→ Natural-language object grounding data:
BEGIN

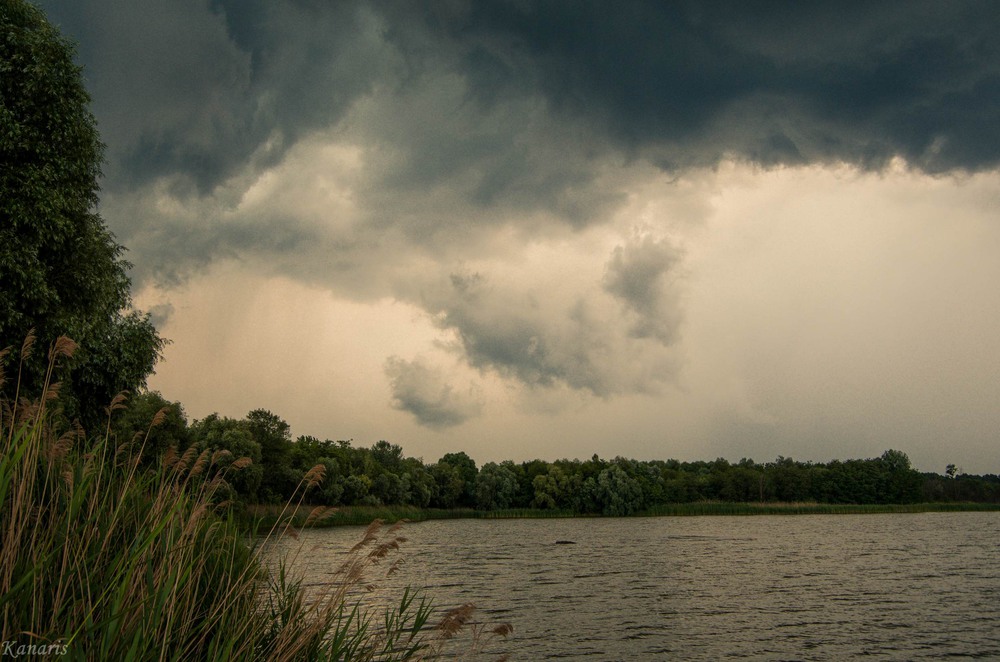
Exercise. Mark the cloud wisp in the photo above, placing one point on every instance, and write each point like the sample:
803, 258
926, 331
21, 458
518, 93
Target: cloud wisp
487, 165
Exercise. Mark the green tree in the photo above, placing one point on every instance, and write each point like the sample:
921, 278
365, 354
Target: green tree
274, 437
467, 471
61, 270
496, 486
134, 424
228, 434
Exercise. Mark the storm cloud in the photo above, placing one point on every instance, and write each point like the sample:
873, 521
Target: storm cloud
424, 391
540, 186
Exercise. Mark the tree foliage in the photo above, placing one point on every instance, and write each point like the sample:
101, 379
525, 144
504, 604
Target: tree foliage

END

→ What you are asked to do: Filter the lines above, keeping each one that contains the string "foliage".

→ Response:
Exercise. Mark the tree foliage in the photo above, placing one point on every instance, and write each point like the sample:
Target: tree foliage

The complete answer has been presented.